[Task description] Lines from the one containing "[point] every instance of the blue" through the last line of the data are to be returned exactly, both ends included, minus any pictures.

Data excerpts

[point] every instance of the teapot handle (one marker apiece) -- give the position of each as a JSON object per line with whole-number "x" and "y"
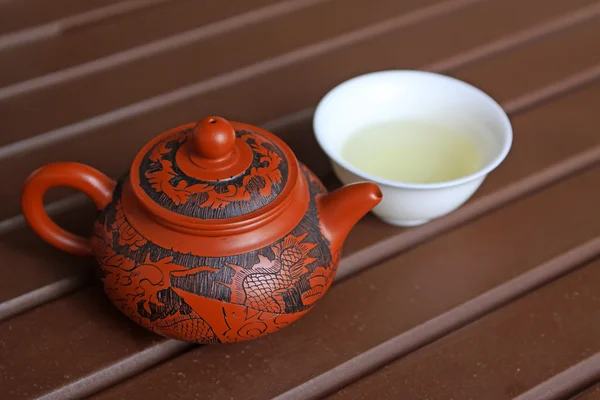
{"x": 78, "y": 176}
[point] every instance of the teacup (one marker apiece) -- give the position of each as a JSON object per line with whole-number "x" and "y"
{"x": 385, "y": 96}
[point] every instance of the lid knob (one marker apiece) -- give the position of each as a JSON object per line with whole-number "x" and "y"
{"x": 213, "y": 138}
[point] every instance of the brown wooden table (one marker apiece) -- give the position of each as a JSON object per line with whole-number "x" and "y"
{"x": 500, "y": 299}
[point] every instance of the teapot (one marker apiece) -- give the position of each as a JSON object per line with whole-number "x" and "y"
{"x": 217, "y": 234}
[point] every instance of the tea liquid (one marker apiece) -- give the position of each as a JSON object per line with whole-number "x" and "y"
{"x": 413, "y": 151}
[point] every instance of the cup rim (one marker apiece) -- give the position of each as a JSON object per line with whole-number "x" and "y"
{"x": 482, "y": 171}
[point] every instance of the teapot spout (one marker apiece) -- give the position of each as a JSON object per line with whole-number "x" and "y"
{"x": 341, "y": 209}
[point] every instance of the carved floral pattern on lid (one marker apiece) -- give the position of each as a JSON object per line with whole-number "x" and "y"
{"x": 164, "y": 181}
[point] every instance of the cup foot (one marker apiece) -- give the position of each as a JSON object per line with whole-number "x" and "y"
{"x": 405, "y": 223}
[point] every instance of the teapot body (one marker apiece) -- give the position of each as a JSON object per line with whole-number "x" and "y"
{"x": 217, "y": 234}
{"x": 176, "y": 286}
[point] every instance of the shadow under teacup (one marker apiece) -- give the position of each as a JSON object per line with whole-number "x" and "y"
{"x": 399, "y": 98}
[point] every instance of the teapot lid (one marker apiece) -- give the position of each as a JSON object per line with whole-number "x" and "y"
{"x": 214, "y": 173}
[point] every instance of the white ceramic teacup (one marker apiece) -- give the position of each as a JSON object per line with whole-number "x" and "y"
{"x": 401, "y": 94}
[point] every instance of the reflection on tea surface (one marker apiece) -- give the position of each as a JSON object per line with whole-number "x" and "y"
{"x": 413, "y": 151}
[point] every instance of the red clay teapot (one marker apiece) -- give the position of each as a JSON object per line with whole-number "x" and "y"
{"x": 217, "y": 233}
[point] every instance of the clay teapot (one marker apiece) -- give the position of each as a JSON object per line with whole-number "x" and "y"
{"x": 217, "y": 233}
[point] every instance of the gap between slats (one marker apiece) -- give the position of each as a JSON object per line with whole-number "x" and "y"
{"x": 57, "y": 27}
{"x": 442, "y": 325}
{"x": 568, "y": 383}
{"x": 283, "y": 60}
{"x": 386, "y": 248}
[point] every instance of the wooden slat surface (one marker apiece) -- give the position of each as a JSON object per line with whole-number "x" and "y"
{"x": 439, "y": 37}
{"x": 125, "y": 32}
{"x": 592, "y": 393}
{"x": 503, "y": 354}
{"x": 184, "y": 65}
{"x": 396, "y": 282}
{"x": 22, "y": 14}
{"x": 57, "y": 265}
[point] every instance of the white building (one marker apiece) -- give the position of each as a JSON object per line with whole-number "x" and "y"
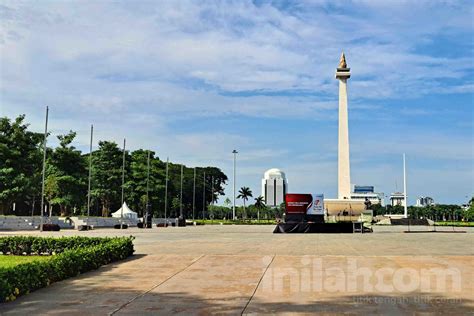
{"x": 362, "y": 192}
{"x": 274, "y": 187}
{"x": 423, "y": 201}
{"x": 397, "y": 198}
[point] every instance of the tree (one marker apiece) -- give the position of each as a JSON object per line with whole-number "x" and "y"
{"x": 20, "y": 162}
{"x": 136, "y": 185}
{"x": 107, "y": 175}
{"x": 65, "y": 183}
{"x": 259, "y": 205}
{"x": 244, "y": 193}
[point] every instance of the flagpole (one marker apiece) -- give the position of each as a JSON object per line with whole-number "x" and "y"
{"x": 166, "y": 192}
{"x": 123, "y": 181}
{"x": 194, "y": 192}
{"x": 145, "y": 220}
{"x": 204, "y": 196}
{"x": 405, "y": 209}
{"x": 181, "y": 195}
{"x": 44, "y": 167}
{"x": 90, "y": 173}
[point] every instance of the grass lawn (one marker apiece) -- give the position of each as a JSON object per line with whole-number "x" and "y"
{"x": 236, "y": 222}
{"x": 458, "y": 224}
{"x": 7, "y": 261}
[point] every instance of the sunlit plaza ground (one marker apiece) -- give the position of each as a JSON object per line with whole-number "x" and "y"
{"x": 247, "y": 269}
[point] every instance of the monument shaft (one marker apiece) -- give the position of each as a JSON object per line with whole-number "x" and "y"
{"x": 344, "y": 178}
{"x": 343, "y": 163}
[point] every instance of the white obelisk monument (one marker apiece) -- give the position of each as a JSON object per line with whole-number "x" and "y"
{"x": 344, "y": 173}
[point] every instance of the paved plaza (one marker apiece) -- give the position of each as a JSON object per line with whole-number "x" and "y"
{"x": 248, "y": 270}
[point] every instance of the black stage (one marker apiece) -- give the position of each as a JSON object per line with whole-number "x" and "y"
{"x": 319, "y": 228}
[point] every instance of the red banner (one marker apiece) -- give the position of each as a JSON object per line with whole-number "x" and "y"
{"x": 298, "y": 203}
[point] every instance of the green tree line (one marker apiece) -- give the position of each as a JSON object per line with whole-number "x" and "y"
{"x": 66, "y": 177}
{"x": 438, "y": 212}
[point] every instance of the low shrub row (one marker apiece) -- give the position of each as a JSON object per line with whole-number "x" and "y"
{"x": 29, "y": 245}
{"x": 74, "y": 255}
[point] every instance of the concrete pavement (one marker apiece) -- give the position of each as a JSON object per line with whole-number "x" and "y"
{"x": 249, "y": 270}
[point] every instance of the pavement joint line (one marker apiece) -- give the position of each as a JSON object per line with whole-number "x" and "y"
{"x": 154, "y": 287}
{"x": 258, "y": 284}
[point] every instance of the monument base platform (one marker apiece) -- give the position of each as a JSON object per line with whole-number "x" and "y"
{"x": 320, "y": 228}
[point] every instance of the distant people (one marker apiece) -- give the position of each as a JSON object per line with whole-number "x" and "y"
{"x": 367, "y": 203}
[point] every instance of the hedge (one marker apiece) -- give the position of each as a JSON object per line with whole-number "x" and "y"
{"x": 71, "y": 256}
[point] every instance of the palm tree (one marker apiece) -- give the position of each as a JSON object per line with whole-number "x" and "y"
{"x": 244, "y": 194}
{"x": 259, "y": 204}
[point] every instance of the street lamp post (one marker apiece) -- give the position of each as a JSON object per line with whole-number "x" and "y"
{"x": 204, "y": 196}
{"x": 89, "y": 180}
{"x": 44, "y": 167}
{"x": 123, "y": 183}
{"x": 233, "y": 205}
{"x": 194, "y": 192}
{"x": 166, "y": 192}
{"x": 181, "y": 195}
{"x": 147, "y": 208}
{"x": 405, "y": 207}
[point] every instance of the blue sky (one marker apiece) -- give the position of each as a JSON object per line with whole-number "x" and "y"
{"x": 193, "y": 80}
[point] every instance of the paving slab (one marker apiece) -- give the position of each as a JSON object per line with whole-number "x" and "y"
{"x": 392, "y": 285}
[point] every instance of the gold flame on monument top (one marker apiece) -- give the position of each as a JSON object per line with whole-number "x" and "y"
{"x": 342, "y": 61}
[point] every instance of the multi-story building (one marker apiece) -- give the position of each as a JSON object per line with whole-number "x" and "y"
{"x": 363, "y": 192}
{"x": 423, "y": 201}
{"x": 397, "y": 198}
{"x": 274, "y": 187}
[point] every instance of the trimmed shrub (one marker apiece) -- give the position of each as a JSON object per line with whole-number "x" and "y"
{"x": 51, "y": 227}
{"x": 72, "y": 256}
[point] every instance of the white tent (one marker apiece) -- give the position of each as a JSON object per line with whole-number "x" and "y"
{"x": 127, "y": 213}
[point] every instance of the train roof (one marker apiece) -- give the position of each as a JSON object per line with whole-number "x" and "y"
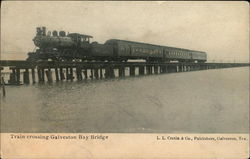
{"x": 81, "y": 35}
{"x": 118, "y": 40}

[Finished task]
[point] every instance of the blue sky (one marker apiece) -- give the position of each as a JSON object per line with whole-number "x" and "y"
{"x": 193, "y": 80}
[point] every instance of the paving slab (one marker apiece) -- give the position of each as a JSON object per line with whole-number "x" and "y"
{"x": 392, "y": 285}
[point] every instance of the gold flame on monument top (one marker apiece) -- give the position of each as a JSON object per line with whole-number "x" and "y"
{"x": 342, "y": 61}
[point] every instance of the multi-story building (one marker apiece) -- give the position of each as a JSON object per line with whole-number "x" and "y"
{"x": 363, "y": 192}
{"x": 423, "y": 201}
{"x": 397, "y": 198}
{"x": 274, "y": 187}
[point] every instance of the trimmed shrub (one marker apiece) -- give the position of each as a JSON object per line with whole-number "x" and "y"
{"x": 51, "y": 227}
{"x": 72, "y": 256}
[point] every instance of the white tent (one marker apiece) -- give the position of each as a JSON object per line with whole-number "x" and "y"
{"x": 127, "y": 213}
[point] every instance of the train roof (one marker apiece) -- give the position of each as a JSON object per line with whole-number "x" and "y"
{"x": 81, "y": 35}
{"x": 118, "y": 40}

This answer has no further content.